Swap "splash" for "spray" in the data from its start through the line containing "104;45;209;157", inclusive, and write those lines out again with nothing else altered.

(Object detection data)
□ □ □ □ □
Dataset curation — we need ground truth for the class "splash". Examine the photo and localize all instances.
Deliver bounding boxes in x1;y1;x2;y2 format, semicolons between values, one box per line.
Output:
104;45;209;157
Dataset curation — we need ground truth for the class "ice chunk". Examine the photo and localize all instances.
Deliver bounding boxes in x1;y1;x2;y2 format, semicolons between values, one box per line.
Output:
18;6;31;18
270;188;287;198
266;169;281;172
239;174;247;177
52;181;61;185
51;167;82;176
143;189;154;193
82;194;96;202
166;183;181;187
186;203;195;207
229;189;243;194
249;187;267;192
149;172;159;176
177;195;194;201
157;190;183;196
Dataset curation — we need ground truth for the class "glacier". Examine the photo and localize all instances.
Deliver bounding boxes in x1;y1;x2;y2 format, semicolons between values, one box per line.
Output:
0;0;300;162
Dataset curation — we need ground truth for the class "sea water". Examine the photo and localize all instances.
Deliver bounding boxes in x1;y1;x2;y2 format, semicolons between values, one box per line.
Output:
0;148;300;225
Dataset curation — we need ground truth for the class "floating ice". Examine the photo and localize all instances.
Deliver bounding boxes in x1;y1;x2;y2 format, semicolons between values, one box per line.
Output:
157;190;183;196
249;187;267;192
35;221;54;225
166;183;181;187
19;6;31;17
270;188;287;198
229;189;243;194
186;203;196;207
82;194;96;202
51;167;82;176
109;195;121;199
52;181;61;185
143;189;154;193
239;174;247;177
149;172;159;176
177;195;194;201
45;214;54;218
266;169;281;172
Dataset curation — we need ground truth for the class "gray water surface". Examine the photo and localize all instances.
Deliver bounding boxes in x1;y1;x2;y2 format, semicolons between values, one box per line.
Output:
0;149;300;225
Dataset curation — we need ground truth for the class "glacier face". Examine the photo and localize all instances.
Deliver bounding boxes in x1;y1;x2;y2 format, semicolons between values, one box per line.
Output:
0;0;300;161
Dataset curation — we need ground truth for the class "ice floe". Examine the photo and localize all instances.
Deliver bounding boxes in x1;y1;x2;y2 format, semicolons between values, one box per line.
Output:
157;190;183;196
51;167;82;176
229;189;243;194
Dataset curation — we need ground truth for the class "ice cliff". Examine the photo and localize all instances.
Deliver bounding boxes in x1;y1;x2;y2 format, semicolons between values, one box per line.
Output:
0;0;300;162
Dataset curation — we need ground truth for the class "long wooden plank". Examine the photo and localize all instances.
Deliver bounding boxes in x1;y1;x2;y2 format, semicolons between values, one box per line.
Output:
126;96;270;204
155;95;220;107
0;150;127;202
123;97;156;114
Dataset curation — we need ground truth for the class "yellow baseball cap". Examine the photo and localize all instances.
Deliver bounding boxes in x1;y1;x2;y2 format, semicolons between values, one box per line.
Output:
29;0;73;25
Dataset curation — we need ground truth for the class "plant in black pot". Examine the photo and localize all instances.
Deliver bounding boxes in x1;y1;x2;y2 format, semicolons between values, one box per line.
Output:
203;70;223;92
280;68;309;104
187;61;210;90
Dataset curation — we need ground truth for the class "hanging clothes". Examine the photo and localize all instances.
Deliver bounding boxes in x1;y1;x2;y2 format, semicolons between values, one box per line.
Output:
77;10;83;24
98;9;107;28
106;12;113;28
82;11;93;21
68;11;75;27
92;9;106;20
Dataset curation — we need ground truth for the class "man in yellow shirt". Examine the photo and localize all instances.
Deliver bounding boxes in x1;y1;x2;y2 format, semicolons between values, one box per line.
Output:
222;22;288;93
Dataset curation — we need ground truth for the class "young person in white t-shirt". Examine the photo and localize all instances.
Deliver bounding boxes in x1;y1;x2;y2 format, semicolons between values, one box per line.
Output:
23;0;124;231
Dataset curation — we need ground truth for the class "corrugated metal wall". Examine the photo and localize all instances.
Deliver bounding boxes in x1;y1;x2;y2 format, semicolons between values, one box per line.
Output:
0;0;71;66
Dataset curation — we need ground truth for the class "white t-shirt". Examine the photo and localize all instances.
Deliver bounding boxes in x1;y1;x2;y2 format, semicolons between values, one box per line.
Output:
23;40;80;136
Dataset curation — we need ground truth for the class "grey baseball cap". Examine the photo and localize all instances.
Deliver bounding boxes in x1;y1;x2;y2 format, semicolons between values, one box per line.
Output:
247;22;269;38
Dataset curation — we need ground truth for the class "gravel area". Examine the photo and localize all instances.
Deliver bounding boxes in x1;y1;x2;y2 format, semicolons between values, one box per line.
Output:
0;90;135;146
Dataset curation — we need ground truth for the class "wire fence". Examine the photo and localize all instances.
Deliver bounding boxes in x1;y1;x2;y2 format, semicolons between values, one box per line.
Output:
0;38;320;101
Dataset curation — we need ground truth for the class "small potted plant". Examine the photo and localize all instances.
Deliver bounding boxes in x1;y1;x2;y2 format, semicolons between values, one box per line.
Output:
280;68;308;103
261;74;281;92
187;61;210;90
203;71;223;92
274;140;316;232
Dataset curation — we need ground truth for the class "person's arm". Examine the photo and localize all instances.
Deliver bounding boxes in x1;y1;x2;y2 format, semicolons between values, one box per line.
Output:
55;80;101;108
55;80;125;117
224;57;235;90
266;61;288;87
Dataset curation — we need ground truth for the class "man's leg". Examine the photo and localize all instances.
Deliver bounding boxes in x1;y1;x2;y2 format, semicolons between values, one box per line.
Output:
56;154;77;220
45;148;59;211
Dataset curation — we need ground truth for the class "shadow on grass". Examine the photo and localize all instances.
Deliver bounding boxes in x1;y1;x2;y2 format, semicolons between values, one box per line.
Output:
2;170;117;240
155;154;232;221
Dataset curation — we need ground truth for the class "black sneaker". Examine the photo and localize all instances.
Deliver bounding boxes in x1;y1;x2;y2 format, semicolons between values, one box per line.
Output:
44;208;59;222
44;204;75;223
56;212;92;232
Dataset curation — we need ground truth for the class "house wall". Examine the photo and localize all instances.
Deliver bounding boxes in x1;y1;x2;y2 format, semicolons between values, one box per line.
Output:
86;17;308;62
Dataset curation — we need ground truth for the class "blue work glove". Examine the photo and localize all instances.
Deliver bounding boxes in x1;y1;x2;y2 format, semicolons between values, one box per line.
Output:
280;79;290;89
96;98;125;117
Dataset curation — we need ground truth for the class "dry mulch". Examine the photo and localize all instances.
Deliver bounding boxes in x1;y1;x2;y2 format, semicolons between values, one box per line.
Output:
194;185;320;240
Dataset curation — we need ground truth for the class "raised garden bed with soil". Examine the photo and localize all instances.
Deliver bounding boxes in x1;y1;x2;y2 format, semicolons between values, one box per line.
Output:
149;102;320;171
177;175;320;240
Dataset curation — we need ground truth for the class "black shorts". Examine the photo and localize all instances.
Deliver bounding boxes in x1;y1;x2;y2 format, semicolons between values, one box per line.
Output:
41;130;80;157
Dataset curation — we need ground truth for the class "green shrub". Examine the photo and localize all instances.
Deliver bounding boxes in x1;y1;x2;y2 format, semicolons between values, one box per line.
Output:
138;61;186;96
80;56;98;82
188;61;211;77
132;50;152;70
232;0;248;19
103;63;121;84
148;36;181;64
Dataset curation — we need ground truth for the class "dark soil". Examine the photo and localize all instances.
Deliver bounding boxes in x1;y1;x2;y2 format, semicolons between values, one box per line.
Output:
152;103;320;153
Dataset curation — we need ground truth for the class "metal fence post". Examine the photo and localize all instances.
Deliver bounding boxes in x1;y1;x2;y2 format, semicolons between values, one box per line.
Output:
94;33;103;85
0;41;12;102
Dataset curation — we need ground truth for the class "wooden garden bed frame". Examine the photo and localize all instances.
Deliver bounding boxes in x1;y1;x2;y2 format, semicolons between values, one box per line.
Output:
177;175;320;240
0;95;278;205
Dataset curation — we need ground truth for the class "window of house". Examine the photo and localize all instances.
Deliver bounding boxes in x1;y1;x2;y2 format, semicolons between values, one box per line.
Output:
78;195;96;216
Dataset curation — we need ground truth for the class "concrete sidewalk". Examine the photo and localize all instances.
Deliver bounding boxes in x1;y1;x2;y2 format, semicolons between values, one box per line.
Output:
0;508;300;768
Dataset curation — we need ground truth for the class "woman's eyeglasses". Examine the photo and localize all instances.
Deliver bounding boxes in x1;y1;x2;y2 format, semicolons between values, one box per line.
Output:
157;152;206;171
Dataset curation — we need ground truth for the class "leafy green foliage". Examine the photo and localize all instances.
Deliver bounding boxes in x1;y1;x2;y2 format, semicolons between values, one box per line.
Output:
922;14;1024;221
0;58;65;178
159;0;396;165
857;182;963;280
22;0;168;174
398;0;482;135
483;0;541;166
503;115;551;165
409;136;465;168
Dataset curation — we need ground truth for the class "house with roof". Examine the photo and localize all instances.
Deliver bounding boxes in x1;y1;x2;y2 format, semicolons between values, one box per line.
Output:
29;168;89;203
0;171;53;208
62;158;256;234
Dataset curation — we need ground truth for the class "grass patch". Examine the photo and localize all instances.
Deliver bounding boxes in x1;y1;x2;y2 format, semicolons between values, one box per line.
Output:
□ □ □ □ □
**RESPONSE TO THIS TASK**:
Dataset curation — we need ground truth for the class "spray". Examine the photo and localize all instances.
Deliver bounding boxes in x1;y1;x2;y2 format, semicolons between values, one box per line.
Output:
104;45;209;157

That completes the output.